Exercise brief: Skip every line before the one containing "Query: anvil horn", then copy that line and the rest of the entries below exactly, through the last line.

Records from a collection:
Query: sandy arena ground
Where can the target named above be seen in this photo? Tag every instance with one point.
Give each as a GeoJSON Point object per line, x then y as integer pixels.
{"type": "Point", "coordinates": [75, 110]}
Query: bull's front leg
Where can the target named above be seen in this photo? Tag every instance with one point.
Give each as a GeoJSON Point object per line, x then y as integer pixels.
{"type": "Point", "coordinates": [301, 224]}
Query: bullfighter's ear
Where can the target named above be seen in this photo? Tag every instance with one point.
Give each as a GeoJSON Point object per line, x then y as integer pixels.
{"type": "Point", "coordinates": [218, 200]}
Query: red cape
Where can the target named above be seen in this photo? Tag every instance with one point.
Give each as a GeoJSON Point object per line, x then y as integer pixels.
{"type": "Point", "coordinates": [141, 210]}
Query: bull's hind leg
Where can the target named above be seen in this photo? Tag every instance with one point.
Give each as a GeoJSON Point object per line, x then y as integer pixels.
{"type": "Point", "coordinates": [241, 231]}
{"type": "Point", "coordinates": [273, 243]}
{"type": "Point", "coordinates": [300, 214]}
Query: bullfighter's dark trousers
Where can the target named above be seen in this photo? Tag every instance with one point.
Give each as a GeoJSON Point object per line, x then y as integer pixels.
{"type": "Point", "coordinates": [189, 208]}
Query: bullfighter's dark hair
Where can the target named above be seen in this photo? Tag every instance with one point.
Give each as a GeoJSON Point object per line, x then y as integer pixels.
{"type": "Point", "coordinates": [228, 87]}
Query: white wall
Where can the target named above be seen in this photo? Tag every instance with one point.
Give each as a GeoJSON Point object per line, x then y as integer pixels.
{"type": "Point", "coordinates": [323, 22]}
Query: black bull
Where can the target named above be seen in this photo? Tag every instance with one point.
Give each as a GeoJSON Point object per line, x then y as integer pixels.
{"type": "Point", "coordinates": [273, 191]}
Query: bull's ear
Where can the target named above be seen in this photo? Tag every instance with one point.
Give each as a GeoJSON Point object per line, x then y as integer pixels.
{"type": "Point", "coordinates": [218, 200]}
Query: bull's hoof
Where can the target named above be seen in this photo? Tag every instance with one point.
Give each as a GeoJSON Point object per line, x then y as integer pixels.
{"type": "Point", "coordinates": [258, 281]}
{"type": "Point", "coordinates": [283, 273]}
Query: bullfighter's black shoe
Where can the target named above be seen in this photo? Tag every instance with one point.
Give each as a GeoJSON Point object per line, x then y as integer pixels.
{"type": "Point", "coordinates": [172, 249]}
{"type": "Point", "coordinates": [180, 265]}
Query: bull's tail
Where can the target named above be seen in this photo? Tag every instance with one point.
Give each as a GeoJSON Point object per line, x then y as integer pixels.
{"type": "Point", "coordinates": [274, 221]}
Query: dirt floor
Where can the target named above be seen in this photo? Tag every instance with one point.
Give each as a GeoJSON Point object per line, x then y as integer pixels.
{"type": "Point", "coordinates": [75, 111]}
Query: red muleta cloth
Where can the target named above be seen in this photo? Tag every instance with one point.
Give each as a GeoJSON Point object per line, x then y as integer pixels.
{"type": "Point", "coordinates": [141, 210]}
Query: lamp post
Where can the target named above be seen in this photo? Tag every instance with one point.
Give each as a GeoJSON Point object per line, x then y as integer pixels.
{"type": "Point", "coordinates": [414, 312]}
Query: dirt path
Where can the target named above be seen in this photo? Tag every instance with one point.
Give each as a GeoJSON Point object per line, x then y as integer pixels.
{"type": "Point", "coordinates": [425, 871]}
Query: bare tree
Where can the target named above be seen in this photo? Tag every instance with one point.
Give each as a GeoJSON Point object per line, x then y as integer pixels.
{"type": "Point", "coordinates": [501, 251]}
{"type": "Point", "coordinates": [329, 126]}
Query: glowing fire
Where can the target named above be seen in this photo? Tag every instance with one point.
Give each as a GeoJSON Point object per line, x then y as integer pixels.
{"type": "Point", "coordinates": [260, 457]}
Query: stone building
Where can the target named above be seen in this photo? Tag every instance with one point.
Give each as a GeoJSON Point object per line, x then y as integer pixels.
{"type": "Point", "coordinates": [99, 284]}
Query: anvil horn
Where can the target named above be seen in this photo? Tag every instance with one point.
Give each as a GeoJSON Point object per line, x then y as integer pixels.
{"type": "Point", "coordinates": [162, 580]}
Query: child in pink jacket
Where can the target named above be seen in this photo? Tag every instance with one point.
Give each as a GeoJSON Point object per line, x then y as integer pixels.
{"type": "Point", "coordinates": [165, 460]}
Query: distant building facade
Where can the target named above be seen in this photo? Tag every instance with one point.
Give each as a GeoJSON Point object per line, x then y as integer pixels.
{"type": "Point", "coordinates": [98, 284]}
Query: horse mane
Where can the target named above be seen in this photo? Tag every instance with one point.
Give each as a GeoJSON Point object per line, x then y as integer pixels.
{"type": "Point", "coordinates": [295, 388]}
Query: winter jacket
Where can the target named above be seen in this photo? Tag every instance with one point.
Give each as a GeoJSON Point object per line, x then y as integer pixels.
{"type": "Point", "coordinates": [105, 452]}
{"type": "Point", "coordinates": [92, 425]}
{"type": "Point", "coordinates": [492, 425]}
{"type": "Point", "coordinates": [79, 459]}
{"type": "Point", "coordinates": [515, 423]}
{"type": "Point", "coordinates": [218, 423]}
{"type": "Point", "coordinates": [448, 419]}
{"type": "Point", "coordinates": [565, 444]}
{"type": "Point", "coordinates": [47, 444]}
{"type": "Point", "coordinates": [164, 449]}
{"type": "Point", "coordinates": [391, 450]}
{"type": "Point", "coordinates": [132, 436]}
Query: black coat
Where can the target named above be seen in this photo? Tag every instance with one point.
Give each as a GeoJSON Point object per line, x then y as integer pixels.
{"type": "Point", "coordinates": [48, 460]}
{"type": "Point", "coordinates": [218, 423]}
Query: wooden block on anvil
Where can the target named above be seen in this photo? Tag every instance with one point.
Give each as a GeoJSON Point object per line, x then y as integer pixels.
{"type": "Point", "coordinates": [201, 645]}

Full response:
Query: anvil horn
Where can the target named above be seen in this photo? Tag every instance with one point.
Give each as a GeoJSON Point object per line, x then y as integer pixels.
{"type": "Point", "coordinates": [162, 580]}
Query: child in pink jacket
Where can the target named above be seen in this photo? Tag every instance with one point.
Give each as a GeoJSON Point object per line, x then y as integer pixels.
{"type": "Point", "coordinates": [165, 460]}
Query: distant building facade
Where can the target named above be seen in this photo? Tag every instance with one point.
Give each as a GeoJSON Point object per line, x then y as integer pixels.
{"type": "Point", "coordinates": [98, 284]}
Query: horse mane
Where can the target named above be seen in this photo? Tag every instance with one point.
Give each as a GeoJSON Point object per line, x then y as integer pixels.
{"type": "Point", "coordinates": [295, 388]}
Query: winter jacket
Where can the target named above be seen in this photo? Tag every instance with one point.
Give each as a GeoJSON Point object per line, x then y as integer pixels.
{"type": "Point", "coordinates": [105, 452]}
{"type": "Point", "coordinates": [92, 425]}
{"type": "Point", "coordinates": [492, 425]}
{"type": "Point", "coordinates": [79, 459]}
{"type": "Point", "coordinates": [515, 423]}
{"type": "Point", "coordinates": [218, 423]}
{"type": "Point", "coordinates": [448, 419]}
{"type": "Point", "coordinates": [565, 444]}
{"type": "Point", "coordinates": [47, 444]}
{"type": "Point", "coordinates": [164, 449]}
{"type": "Point", "coordinates": [391, 450]}
{"type": "Point", "coordinates": [132, 436]}
Query: black coat
Where can the target named above be seen in this photo? Tag every instance with one point.
Give each as a GeoJSON Point object per line, x then y as integer pixels.
{"type": "Point", "coordinates": [48, 460]}
{"type": "Point", "coordinates": [218, 423]}
Query: wooden block on anvil
Where can the target named above be seen in this photo? Tag every instance with one point.
Give each as a GeoJSON Point object per line, x then y as integer pixels.
{"type": "Point", "coordinates": [201, 645]}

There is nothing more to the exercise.